-- What to do --
Scan the material below for every line with the string "stand", and copy those lines.

(Information supplied Opens)

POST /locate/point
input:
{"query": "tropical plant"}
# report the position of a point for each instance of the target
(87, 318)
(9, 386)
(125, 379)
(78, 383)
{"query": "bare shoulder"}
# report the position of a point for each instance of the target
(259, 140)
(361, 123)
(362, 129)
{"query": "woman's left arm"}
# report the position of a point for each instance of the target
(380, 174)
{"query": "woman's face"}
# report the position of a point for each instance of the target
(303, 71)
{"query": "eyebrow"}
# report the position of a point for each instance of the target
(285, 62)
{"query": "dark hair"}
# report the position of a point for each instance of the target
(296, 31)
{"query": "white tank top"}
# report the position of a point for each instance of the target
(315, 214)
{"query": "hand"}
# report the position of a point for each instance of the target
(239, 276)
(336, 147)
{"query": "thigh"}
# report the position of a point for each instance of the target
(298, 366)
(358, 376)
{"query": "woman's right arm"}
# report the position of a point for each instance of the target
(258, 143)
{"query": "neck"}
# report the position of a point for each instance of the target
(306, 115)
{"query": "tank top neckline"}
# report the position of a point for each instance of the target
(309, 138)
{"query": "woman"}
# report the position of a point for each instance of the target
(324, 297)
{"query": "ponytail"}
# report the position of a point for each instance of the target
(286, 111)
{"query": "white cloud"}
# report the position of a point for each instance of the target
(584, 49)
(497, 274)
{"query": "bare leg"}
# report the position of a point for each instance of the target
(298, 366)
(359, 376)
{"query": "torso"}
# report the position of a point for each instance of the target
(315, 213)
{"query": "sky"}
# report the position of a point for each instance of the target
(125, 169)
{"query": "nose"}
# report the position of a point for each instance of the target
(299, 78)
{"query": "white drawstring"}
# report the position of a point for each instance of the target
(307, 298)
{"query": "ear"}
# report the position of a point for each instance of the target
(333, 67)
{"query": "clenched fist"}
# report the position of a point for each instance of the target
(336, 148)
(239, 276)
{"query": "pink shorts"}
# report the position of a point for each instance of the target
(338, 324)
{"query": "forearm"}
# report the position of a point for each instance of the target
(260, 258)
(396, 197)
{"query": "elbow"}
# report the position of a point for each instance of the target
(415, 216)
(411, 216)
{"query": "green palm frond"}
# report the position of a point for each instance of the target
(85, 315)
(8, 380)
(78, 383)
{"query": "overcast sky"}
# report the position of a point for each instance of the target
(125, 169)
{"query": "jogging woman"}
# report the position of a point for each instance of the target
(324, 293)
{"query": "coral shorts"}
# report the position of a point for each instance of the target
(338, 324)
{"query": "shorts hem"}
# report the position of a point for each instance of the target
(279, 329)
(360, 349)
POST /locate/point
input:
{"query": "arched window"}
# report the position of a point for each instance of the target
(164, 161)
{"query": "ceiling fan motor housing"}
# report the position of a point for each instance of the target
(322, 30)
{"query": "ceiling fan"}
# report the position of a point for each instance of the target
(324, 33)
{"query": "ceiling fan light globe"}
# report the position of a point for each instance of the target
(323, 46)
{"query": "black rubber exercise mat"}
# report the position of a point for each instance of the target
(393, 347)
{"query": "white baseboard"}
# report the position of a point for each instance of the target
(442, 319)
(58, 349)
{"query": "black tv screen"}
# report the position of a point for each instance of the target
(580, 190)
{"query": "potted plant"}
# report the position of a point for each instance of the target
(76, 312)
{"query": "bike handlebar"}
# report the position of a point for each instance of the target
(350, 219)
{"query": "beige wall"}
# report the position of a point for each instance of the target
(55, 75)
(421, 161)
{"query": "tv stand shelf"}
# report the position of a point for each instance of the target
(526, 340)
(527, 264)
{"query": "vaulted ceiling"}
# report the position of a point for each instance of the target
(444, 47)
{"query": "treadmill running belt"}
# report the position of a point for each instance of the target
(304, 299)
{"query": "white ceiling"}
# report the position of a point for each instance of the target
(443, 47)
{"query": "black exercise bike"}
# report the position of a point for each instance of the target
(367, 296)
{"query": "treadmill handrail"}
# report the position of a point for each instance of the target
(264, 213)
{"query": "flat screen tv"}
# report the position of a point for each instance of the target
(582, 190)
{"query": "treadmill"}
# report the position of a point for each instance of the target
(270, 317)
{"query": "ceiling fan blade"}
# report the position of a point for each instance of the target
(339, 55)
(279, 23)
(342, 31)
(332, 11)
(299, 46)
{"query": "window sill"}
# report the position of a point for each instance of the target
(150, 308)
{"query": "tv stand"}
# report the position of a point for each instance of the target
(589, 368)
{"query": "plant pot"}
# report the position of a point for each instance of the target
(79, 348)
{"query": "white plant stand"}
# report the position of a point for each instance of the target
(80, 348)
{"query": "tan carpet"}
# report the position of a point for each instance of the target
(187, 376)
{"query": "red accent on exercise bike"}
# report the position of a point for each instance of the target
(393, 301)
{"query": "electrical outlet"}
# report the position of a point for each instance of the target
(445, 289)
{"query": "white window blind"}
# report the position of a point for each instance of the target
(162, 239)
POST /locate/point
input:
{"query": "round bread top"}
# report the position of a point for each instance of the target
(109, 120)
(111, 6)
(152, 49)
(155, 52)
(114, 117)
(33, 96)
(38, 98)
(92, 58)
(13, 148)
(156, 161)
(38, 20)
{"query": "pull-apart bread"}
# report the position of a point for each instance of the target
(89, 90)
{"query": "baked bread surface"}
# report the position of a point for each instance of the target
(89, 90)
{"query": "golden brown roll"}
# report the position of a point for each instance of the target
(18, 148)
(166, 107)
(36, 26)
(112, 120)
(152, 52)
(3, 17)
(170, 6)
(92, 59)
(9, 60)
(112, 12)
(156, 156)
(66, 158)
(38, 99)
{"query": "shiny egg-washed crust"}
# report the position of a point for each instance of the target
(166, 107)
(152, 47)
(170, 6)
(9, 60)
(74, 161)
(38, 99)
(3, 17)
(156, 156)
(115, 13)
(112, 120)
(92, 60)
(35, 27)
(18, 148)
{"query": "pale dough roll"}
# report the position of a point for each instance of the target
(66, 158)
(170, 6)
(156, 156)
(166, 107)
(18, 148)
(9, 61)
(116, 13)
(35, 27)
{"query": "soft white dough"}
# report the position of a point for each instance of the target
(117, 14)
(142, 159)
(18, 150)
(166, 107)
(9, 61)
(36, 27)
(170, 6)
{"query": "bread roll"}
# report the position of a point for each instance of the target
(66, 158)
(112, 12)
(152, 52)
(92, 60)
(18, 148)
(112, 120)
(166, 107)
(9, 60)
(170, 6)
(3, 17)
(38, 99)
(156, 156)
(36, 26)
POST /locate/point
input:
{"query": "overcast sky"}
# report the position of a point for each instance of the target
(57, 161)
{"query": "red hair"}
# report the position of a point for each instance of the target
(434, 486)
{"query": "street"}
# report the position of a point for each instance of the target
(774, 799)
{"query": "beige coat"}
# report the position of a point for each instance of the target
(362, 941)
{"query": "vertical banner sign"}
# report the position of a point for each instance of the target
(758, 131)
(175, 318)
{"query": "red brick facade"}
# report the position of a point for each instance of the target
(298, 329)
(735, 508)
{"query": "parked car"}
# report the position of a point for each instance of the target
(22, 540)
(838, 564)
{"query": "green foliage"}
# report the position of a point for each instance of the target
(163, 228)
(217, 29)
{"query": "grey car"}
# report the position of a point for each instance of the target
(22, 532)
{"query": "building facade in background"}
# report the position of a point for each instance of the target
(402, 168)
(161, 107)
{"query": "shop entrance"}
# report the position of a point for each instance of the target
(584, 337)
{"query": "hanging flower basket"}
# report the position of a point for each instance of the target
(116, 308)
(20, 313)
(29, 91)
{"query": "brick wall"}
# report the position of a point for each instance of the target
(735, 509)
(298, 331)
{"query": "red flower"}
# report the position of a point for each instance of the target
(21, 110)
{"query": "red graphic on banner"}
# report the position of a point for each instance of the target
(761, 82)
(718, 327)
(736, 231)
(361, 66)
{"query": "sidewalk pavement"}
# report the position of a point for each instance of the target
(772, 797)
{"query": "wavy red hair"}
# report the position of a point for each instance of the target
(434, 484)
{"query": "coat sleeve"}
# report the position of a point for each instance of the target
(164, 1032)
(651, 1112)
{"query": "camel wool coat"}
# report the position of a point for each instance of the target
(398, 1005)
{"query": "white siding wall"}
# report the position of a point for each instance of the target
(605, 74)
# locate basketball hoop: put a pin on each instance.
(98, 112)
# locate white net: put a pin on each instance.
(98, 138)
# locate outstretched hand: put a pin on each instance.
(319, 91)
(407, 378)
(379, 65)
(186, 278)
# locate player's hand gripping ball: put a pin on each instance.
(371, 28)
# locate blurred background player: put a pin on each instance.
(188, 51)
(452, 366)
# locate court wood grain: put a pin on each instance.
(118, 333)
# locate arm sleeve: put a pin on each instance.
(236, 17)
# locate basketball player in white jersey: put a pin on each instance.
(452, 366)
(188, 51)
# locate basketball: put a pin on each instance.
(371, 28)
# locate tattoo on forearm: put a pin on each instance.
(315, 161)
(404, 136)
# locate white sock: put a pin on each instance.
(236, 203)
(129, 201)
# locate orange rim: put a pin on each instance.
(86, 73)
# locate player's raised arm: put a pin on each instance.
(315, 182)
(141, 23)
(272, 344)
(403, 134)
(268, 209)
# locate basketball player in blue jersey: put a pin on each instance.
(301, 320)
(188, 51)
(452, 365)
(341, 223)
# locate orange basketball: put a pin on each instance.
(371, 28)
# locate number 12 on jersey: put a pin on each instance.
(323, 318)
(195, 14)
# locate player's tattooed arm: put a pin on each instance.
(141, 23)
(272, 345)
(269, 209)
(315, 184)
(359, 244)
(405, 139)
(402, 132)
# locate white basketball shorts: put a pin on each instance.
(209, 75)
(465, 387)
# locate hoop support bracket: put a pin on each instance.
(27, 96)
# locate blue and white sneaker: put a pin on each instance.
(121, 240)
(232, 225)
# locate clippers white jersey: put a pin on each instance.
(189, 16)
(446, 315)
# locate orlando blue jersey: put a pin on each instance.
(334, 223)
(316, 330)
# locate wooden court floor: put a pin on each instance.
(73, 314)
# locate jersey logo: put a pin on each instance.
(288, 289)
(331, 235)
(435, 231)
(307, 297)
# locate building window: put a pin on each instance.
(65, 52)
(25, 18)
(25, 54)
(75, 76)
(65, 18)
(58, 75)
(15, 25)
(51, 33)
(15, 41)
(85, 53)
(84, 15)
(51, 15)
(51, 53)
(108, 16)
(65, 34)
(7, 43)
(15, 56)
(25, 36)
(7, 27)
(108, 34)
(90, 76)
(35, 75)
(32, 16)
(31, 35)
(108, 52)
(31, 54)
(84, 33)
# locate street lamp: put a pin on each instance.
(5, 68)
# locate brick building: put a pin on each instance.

(Information supplied Closes)

-- Output of the task --
{"query": "tv stand shelf"}
{"query": "tv stand"}
{"query": "white plant stand"}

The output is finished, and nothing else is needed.